WRITTEN TASK>
Turn the part of the listing that runs from its first line through the line containing "positive clicks: (695, 243)" into a numbered list with blank lines left out.

SOURCE DATA Start Marker

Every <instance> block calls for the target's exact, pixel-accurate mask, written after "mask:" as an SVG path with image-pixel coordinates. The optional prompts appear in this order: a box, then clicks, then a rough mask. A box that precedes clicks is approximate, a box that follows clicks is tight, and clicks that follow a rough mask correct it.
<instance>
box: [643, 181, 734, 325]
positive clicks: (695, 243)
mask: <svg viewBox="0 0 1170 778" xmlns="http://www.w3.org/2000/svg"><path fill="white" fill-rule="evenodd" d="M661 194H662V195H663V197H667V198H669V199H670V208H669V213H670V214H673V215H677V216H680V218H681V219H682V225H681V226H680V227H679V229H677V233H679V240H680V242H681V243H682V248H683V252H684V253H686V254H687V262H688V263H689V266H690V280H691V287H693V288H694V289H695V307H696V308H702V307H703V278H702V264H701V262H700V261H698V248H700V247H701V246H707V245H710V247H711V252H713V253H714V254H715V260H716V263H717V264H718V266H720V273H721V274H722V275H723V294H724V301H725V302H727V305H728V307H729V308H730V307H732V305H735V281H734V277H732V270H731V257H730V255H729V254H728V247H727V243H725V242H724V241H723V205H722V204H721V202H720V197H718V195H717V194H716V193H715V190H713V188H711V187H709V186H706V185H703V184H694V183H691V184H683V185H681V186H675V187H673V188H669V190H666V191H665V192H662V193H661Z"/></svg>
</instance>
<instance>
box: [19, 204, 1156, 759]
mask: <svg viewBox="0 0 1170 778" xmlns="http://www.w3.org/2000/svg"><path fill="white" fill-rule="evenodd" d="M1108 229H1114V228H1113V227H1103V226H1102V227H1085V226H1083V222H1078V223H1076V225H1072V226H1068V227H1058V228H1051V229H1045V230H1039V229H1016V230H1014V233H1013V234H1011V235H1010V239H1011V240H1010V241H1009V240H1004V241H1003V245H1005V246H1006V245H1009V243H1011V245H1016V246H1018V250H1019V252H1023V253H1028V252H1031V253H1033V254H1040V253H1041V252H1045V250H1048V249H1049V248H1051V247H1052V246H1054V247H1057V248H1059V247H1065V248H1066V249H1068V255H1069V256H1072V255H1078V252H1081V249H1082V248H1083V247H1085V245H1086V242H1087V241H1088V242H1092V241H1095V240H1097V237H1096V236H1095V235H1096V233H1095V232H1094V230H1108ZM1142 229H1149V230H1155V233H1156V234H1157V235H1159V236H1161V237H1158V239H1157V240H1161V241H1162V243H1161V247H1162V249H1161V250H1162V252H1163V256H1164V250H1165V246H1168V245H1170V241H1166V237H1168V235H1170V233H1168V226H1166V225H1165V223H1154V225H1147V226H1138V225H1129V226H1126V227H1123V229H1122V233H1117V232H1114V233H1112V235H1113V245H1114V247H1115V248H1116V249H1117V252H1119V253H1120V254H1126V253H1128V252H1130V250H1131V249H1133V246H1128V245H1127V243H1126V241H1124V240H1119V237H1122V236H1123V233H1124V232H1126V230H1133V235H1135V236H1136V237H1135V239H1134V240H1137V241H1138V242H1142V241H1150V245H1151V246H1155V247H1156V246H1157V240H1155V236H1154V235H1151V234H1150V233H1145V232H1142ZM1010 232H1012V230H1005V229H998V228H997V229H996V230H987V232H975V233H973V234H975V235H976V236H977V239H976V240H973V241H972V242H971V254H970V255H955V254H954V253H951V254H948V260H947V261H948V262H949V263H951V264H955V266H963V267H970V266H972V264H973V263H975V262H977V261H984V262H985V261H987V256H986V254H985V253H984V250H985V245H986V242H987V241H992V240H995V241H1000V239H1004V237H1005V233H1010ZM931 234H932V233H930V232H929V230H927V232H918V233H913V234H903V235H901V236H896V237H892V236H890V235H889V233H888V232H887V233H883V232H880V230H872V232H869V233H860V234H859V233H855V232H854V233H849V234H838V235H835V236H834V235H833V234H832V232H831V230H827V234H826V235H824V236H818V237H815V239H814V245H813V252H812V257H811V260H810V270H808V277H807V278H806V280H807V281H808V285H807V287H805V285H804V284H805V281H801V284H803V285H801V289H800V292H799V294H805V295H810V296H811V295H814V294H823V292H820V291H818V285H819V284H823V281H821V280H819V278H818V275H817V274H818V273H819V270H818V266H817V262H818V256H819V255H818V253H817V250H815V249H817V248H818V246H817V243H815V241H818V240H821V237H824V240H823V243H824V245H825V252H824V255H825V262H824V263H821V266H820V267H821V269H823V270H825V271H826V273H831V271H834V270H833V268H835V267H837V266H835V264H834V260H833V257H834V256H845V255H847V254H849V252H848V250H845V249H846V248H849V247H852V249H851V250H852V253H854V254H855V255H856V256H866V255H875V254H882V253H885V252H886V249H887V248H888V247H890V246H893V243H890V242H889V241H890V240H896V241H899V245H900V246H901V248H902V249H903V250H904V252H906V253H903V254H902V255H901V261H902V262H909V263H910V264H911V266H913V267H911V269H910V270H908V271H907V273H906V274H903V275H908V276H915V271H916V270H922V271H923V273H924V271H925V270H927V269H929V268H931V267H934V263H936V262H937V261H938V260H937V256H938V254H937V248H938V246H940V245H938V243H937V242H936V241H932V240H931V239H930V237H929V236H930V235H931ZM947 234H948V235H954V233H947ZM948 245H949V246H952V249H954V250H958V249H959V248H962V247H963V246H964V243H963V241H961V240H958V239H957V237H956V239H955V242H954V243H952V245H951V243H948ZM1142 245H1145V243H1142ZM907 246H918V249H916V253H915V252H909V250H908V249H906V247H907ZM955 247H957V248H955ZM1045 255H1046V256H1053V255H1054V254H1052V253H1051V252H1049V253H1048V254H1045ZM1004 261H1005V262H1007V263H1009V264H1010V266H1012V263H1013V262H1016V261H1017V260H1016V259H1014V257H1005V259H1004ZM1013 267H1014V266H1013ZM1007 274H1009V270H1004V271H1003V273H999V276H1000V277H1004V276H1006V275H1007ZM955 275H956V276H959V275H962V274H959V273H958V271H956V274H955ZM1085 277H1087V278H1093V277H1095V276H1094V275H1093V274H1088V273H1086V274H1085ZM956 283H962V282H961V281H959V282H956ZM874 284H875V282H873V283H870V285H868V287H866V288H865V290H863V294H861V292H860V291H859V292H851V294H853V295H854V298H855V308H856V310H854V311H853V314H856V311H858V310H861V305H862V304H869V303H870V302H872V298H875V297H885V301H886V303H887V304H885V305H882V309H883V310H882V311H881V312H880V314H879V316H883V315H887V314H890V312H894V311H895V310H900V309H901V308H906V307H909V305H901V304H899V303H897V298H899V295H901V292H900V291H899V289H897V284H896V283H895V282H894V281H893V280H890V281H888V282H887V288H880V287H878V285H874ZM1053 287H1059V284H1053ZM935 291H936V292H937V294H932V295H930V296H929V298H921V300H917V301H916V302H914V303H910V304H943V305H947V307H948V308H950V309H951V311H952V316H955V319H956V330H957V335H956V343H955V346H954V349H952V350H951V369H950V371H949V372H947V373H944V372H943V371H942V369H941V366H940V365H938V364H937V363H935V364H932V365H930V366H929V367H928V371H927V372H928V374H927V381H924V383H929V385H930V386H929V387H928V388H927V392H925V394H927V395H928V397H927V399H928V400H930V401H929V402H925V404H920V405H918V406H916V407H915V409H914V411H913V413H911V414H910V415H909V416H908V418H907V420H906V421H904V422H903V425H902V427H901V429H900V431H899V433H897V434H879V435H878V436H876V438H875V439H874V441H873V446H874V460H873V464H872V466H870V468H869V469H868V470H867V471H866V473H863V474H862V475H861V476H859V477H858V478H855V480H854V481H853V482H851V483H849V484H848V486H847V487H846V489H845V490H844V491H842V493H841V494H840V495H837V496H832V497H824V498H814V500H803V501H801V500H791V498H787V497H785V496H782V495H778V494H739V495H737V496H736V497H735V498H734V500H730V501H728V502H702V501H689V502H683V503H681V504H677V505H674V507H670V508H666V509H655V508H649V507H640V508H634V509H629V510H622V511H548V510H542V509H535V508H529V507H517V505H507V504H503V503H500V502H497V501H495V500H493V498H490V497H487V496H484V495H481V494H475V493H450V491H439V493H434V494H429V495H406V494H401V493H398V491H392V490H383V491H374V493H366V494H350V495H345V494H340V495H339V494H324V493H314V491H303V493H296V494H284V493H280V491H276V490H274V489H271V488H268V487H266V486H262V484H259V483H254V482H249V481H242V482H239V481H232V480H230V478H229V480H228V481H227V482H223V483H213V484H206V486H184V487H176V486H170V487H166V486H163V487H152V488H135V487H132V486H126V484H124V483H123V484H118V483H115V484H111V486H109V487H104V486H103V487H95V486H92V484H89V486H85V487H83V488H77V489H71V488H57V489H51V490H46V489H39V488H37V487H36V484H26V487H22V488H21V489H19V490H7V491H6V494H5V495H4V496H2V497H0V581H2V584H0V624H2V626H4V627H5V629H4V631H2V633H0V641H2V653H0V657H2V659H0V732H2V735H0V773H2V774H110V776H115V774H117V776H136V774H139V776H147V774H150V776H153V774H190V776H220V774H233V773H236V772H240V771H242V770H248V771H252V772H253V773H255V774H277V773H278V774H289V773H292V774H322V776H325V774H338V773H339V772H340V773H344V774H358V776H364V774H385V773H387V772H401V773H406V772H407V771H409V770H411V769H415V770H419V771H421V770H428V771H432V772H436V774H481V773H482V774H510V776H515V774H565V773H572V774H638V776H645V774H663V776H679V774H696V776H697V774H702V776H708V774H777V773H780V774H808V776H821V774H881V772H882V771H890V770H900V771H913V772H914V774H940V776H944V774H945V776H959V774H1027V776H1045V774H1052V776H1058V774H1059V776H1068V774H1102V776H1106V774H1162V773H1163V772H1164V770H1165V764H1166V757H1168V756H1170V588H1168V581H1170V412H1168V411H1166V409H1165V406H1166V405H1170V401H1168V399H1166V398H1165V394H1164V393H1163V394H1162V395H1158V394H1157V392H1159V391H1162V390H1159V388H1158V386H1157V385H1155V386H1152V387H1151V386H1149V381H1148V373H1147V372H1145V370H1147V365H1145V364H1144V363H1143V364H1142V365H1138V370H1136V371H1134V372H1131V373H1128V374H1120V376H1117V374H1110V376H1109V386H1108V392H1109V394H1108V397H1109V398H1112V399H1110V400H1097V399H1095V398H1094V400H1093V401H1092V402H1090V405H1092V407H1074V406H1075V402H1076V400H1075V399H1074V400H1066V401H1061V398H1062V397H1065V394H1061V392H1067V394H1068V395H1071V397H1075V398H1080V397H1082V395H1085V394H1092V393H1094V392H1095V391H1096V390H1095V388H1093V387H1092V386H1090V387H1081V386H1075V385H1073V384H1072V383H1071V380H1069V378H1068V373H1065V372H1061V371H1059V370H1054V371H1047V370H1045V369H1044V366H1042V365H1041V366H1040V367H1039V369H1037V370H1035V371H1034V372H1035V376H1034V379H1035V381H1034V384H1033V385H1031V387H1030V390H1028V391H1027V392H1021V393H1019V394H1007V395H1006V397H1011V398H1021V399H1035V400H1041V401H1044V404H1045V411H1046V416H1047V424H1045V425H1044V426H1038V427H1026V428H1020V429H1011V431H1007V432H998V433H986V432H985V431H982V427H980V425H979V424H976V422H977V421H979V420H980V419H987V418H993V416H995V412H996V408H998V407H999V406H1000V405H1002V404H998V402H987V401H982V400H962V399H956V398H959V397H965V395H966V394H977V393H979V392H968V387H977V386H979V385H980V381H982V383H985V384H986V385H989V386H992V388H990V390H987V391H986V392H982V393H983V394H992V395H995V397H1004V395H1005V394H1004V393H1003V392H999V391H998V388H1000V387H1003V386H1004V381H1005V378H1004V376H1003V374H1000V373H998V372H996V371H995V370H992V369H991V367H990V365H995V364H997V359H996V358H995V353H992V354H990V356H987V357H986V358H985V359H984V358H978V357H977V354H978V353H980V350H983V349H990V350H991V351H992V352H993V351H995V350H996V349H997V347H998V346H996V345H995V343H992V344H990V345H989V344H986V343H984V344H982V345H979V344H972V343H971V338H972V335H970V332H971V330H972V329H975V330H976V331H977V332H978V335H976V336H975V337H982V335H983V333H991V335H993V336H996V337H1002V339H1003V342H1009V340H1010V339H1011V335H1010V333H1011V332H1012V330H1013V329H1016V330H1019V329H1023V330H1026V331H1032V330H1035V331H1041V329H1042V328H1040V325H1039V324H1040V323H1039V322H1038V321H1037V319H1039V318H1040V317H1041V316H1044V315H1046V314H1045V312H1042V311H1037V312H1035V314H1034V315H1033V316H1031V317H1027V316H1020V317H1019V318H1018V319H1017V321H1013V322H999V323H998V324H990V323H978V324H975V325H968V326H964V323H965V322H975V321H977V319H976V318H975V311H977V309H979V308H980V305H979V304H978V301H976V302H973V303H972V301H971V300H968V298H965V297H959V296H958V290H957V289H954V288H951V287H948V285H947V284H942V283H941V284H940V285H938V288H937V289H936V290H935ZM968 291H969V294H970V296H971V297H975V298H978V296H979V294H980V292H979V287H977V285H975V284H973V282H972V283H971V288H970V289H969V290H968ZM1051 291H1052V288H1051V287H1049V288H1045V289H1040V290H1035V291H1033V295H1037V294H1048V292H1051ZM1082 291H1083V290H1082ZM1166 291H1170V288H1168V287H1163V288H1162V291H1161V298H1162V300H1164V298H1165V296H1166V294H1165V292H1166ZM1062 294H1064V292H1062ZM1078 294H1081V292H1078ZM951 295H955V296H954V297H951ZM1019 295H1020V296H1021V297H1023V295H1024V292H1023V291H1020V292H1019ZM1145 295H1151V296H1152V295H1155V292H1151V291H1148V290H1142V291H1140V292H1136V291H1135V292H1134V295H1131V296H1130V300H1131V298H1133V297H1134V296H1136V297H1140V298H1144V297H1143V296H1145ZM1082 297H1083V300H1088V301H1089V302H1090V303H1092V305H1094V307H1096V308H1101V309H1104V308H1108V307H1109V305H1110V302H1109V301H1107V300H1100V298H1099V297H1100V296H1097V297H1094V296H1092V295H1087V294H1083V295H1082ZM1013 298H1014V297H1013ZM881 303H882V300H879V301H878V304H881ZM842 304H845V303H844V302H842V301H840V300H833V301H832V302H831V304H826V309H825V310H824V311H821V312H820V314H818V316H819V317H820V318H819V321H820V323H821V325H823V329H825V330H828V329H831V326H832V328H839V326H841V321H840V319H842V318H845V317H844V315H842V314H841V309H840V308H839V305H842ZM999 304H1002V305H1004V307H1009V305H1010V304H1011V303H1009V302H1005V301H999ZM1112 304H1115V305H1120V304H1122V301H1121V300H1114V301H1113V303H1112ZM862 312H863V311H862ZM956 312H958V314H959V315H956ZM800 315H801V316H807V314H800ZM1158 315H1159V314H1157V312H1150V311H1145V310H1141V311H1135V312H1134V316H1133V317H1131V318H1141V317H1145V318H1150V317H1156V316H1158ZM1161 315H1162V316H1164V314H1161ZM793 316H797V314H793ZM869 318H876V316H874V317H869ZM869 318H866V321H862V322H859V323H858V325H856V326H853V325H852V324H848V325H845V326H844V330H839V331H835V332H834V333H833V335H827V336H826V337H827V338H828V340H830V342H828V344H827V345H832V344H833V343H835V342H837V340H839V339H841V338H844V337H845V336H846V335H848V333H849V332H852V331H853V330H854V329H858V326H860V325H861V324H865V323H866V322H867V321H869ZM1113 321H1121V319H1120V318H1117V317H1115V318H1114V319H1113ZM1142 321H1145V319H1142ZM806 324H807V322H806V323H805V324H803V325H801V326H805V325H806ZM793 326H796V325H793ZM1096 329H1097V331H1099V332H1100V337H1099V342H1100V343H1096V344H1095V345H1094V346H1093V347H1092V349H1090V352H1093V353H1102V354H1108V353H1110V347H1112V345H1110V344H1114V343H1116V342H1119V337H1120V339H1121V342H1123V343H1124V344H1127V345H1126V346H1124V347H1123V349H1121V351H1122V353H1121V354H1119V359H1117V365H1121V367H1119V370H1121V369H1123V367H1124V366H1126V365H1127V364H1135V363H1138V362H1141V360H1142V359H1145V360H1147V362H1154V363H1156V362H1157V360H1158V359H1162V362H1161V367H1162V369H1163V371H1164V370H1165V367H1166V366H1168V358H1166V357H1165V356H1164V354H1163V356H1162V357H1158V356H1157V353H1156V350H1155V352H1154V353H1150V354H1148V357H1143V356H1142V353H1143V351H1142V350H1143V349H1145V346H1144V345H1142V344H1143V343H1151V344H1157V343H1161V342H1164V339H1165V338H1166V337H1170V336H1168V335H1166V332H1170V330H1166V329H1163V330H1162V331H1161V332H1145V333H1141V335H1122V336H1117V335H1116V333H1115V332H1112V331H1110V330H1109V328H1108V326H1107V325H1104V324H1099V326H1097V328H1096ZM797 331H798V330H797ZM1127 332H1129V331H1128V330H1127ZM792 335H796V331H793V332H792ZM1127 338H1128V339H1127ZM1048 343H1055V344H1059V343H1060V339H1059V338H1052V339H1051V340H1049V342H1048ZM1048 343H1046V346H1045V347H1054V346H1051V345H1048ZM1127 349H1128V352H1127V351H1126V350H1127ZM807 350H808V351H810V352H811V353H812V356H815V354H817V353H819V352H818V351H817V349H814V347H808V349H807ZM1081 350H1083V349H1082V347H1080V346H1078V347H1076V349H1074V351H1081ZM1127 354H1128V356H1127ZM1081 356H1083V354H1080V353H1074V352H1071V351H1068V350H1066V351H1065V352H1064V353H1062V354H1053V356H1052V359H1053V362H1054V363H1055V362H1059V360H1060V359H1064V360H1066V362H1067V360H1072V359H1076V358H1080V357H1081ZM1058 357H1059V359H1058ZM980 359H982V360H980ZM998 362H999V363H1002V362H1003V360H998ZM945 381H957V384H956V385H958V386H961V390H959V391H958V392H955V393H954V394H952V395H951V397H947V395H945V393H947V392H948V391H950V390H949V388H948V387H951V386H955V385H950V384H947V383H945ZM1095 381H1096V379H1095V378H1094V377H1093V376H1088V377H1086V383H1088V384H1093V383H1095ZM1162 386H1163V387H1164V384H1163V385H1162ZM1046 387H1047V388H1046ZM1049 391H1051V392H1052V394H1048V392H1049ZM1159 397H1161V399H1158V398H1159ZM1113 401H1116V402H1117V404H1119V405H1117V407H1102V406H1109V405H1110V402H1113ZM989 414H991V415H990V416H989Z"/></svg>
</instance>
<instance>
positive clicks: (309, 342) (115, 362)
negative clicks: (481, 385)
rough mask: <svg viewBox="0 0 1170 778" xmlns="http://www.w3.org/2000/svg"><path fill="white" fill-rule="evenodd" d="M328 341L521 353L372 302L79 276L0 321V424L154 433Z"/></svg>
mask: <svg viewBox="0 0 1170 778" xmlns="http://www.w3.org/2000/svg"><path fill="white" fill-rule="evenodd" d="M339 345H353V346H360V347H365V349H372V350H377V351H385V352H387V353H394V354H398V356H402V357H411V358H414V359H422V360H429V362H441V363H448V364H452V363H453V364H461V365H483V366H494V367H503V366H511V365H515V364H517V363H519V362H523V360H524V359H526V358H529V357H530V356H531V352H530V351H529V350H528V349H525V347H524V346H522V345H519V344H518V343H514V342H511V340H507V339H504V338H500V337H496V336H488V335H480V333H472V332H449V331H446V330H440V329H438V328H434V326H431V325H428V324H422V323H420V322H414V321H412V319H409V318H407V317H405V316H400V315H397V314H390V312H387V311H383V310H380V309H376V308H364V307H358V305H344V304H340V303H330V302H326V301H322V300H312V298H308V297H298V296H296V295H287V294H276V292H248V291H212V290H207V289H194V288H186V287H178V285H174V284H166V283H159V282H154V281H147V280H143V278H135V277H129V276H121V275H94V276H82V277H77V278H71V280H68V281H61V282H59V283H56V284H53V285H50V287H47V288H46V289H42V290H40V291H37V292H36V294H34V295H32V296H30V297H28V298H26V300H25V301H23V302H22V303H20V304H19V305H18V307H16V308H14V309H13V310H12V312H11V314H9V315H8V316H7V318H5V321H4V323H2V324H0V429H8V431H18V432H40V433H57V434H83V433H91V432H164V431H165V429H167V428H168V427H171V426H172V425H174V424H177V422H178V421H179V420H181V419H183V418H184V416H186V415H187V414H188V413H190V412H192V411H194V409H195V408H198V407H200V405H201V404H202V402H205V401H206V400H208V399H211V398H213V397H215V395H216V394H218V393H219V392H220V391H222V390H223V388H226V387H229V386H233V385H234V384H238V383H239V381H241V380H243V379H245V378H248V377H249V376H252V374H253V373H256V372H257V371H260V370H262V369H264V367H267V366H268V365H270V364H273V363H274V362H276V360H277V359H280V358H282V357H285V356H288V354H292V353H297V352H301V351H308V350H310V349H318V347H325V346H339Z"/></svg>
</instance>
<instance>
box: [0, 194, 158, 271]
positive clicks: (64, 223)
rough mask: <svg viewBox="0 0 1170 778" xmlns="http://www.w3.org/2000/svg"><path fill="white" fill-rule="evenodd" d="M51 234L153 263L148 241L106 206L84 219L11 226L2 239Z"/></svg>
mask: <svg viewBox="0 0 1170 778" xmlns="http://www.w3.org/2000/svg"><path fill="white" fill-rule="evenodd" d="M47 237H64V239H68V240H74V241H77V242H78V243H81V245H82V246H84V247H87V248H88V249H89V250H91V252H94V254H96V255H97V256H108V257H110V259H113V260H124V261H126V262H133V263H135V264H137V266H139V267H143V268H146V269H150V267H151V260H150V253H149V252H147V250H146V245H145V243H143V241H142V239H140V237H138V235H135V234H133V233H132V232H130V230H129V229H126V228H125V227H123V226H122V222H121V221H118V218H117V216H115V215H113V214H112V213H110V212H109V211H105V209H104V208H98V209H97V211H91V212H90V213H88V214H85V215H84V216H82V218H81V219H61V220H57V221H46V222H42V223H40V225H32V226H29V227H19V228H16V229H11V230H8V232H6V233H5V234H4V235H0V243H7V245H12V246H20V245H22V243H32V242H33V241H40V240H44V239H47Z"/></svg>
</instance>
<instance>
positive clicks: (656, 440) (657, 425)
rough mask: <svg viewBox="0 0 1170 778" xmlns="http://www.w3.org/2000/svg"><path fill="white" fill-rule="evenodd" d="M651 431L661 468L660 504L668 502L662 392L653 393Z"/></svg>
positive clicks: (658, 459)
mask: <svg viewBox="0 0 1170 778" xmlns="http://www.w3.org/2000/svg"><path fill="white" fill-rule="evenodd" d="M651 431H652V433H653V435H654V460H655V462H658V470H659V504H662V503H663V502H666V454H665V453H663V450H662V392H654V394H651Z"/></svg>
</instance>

SOURCE DATA End Marker

ANSWER SECTION>
1. Every <instance> block calls for the target's exact, pixel-accurate mask, written after "mask:" as an SVG path with image-pixel coordinates. The optional prompts appear in this order: a box, then clicks, then a rough mask. A box that precedes clicks is approximate, a box that follows clicks is tight, and clicks that follow a rough mask correct it.
2. <instance>
3. box: [643, 181, 734, 325]
4. positive clicks: (695, 243)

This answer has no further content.